**EXCERPT**

Most don’t think about frontal plane stability being the key for helping treat or reduce the chances of low back pain, but if we break down how we move it makes a lot of sense. There may be no easier way of explaining frontal plane importance than looking at maybe the most common human movement, walking. When we walk, assuming it is just straight ahead, we move forward through the sagittal plane, we use opposing limbs to create some rotational forces, but we have to RESIST the frontal plane as we both spend a considerable amount of time on one leg and at the same time are creating quite a bit of force to move our bodies forward. This inability to resist frontal plane motion is a common cause of pelvic instability and low back pain.
This also explains why loaded carries are often WAY too advanced for people with low back pain.
We’ve talked a lot about the side plank in our DVRT posts and it is a big part of our programs. However, like the front plan, or even the bird dog, the side plank for a number of reasons can be too advanced for people. It is often overlooked that supporting one’s own bodyweight can be a huge task that overwhelms many for a number of reasons. That is why we really love using the half kneeling position as most people can get into this position no matter their age, bodyweight, and even their level of stability at that time.

**AVAILABLE DATA**
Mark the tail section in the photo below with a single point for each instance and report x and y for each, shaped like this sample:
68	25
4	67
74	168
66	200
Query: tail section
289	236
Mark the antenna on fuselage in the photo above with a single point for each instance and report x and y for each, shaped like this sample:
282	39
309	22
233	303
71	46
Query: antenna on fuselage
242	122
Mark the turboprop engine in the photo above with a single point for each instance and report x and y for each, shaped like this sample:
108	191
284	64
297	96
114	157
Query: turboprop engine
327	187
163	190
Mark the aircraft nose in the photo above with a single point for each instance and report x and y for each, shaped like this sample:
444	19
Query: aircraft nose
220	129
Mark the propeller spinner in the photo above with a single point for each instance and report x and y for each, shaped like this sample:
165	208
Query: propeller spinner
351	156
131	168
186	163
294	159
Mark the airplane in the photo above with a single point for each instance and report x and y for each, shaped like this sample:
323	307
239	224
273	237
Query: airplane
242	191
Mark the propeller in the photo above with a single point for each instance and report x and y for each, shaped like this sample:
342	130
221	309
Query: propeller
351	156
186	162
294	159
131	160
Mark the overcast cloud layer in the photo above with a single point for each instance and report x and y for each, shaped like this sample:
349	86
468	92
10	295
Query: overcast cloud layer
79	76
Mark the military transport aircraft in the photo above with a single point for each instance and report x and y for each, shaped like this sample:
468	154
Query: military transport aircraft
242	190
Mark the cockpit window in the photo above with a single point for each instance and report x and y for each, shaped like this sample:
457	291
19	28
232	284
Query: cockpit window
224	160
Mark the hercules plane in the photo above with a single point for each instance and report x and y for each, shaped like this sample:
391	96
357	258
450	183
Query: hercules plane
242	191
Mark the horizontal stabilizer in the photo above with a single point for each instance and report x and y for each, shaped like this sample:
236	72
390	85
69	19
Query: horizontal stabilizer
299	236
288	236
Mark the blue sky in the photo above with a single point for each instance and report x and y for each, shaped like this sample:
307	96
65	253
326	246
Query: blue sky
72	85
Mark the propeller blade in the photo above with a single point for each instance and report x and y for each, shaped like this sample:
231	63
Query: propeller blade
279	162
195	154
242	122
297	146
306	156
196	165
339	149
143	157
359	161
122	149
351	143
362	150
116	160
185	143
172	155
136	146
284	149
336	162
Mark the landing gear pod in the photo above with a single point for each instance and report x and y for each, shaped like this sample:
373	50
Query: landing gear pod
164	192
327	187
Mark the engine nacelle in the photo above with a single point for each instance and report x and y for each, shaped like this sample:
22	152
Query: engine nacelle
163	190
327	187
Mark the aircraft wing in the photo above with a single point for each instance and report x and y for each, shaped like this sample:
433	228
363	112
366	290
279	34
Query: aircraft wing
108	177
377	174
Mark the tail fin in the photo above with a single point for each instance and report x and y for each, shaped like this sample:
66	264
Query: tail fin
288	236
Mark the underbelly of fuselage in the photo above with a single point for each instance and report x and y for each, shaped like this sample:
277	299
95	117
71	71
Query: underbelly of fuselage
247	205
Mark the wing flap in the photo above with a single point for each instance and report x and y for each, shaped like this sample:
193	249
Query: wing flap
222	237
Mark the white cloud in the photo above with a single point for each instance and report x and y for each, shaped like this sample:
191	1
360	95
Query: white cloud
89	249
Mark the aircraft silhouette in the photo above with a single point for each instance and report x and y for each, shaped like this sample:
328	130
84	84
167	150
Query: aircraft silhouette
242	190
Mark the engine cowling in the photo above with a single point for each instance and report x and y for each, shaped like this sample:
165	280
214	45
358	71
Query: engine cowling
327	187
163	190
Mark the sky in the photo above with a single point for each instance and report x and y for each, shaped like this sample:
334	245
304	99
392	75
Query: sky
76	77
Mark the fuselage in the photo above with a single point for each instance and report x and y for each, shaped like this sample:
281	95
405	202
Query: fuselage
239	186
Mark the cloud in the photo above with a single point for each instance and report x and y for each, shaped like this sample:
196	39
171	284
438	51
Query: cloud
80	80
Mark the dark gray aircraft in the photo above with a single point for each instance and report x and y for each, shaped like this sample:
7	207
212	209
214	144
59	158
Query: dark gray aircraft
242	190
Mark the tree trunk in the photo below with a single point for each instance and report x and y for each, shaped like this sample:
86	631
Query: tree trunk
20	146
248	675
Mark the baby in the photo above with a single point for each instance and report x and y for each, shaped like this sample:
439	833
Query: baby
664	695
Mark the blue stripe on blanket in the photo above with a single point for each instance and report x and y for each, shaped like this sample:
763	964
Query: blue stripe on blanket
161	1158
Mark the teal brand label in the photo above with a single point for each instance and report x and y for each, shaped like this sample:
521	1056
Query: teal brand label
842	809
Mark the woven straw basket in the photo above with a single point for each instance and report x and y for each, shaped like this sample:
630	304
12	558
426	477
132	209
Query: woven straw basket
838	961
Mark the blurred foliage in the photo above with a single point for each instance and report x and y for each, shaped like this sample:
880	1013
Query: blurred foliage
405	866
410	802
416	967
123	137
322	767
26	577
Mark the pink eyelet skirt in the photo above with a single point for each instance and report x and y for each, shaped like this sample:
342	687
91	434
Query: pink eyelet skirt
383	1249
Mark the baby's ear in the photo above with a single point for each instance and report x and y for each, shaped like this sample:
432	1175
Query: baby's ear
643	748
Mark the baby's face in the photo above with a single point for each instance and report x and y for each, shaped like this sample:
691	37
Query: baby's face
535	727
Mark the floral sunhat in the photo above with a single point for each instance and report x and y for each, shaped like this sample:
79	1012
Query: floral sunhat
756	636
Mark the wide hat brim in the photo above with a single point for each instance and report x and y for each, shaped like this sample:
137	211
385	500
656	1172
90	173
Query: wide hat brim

**PROBLEM SET**
1. Rewrite the paragraph of the excerpt on low back pain that begins "Most don't think about frontal plane stability" as a short bulleted list that keeps its main facts.
2. In the excerpt on low back pain, swap "side plank" for "side bridge" and give the passage from "We’ve talked a" to "at that time." again.
3. Extend the excerpt on low back pain, picking up from its last sentence.

**ANSWER SECTION**
1.
- Few people see frontal plane stability as key to treating or lowering the chances of low back pain, but how we move shows why it matters.
- Walking, perhaps the most common human movement, may be the easiest way to explain this.
- In straight-ahead walking, we move forward through the sagittal plane and use opposing limbs to create some rotational forces.
- We also have to resist the frontal plane, because we spend a lot of time on one leg while producing considerable force to move the body forward.
- Being unable to resist frontal plane motion is a common cause of pelvic instability and low back pain.

2.
We’ve talked a lot about the side bridge in our DVRT posts and it is a big part of our programs. However, like the front plan, or even the bird dog, the side bridge for a number of reasons can be too advanced for people. It is often overlooked that supporting one’s own bodyweight can be a huge task that overwhelms many for a number of reasons. That is why we really love using the half kneeling position as most people can get into this position no matter their age, bodyweight, and even their level of stability at that time.

3.
Owning half kneeling positions are key before we even get into the drills we will be performing. Physical therapist, Jessica Bento, does a great job of breaking this down.
Jessica shows a great staring point for these half kneeling movements in our Press Outs. An exercise that isn’t complicated but many overlook the finer points that make it such a powerful exercise in teaching how to build that core stiffness.
Once we get the foundations of the Press Out and build that foundation of strength and good movement skills we can slowly build progression in going to our half kneeling arc press as Megan Berner of Fitness Lying Down explains.
One of the larger points I hope to convey through posts like this is that low back pain is complicated with A LOT of different aspects of our training that we have to consider. This was to get us seeing the bigger picture and thinking about developing better starting points for a lot of people. In upcoming posts we will continue to show how we build progression but address other issues like mobility. However, I hope that you will take your time practicing both how to perform these movements and use some of our cues to help communicate to others how to get the most out of them.